• DIRECTION 1: Count the lines of the rows below that contain the string "human", treating case as significant. Give only the number.

• EXCERPTED TEXT:
In example embodiments, after the chuck plate 10 may be maintained at the high temperature, it may not be required to continuously circulate the second refrigerant through the refrigerant passageway 14 in the low temperature plate 12, because the high temperature of the chuck plate 10 may be maintained by the heater 19. Although the second refrigerant may not be circulated through the refrigerant passageway 14, the refrigerant passageway 14 may be filled with the second refrigerant.

In example embodiments, when the chuck plate 10 may be over-heated, the second refrigerant may be temporarily circulated through the refrigerant passageway 14 in the low temperature plate 12 to decrease the temperature of the chuck plate 10.

As mentioned above, when the chuck plate 10 may be provided with the high temperature and/or maintained at the high temperature, the first refrigerant may not be used. Thus, when the chuck plate 10 may have the high temperature, the cooling member 50 for maintaining the low temperature of the first refrigerant in the first refrigerant tank 20 may not be activated.

In contrast, in order to change the chuck plate 10 from the high temperature to the low temperature, the operation of the heater 19 may be stopped. The first refrigerant in the first refrigerant tank 20 may be circulated through the refrigerant passageway 14 in the low temperature plate 12.

According to these example embodiments, the time for changing the chuck plate from the low temperature to the high temperature may be shortened. Further, the time for changing the chuck plate from the low temperature to the high temperature may be substantially the same as a time for changing the chuck plate from the high temperature to the low temperature.

The method of these example embodiments may be effectively used when processes may be performed on the semiconductor substrate on the chuck plate at the high temperature and the low temperature. For example, in an electrical die sorting (EDS) process for testing chips of the semiconductor substrate on the chuck plate, a temperature of the EDS process may be accurately and rapidly controlled by the above-mentioned method. Particularly, because the EDS process may be performed at the low temperature and the high temperature, the EDS process may include changing the chuck plate between the low temperature and the high temperature. The time for changing the temperatures of the chuck plate may be significantly shortened using the method of these example embodiments, so that the EDS process may have a short time.

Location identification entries
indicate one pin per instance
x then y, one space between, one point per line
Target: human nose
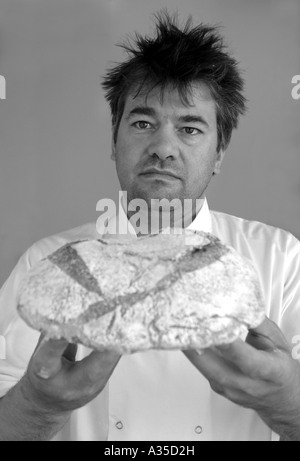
164 144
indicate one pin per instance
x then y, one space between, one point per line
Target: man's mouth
154 173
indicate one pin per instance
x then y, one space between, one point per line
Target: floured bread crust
161 291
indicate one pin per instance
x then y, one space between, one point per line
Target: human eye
142 125
191 131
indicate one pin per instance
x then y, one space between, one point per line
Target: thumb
47 359
267 336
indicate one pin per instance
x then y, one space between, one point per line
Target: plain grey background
55 135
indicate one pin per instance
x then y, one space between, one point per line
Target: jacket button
198 430
119 425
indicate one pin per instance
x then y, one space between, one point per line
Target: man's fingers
267 336
47 359
70 352
96 366
210 363
252 362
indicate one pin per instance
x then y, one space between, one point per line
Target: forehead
197 99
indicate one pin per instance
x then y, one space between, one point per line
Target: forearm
21 419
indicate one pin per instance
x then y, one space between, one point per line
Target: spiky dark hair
179 56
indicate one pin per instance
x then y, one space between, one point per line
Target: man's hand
40 404
55 381
259 374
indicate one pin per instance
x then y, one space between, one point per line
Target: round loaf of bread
163 291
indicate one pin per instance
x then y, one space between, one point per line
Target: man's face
166 149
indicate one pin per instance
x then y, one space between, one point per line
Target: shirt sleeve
17 340
290 319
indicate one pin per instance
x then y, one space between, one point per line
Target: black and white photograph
150 223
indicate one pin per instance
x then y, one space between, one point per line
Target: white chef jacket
160 395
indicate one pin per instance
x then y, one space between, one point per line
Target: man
174 104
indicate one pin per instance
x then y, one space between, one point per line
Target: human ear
220 157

• DIRECTION 2: Continue the passage above on changing the temperature of the chuck plate, starting after its final sentence.

• FINAL ANSWER 1: 3

• FINAL ANSWER 2:
FIG. 6 is a block diagram illustrating an apparatus for controlling a temperature of a loading chuck in accordance with other embodiments.

The apparatus of these example embodiments may include features substantially the same as those of the apparatus in FIG. 1 except for including only one heat exchanger. Thus, the same reference numerals may refer to the same elements and any further description with respect to such features may be omitted herein for brevity.

Referring to FIG. 6, the apparatus of these example embodiments may include only the first heat exchanger 42 on the fourth refrigerant line 36. The apparatus may not include the second heat exchanger 44 of FIG. 1.

In some embodiments, the apparatus of FIG. 6 may include the second heat exchanger on the third refrigerant line and may not include the first heat exchanger on the fourth refrigerant line.

In example embodiments using the apparatus of FIG. 6, a method of controlling a temperature of a loading chuck may be substantially the same as the method illustrated with reference to FIGS. 4, 5A and 5B except for heating and circulating the second refrigerant when the loading chuck may be changed from the low temperature to the high temperature.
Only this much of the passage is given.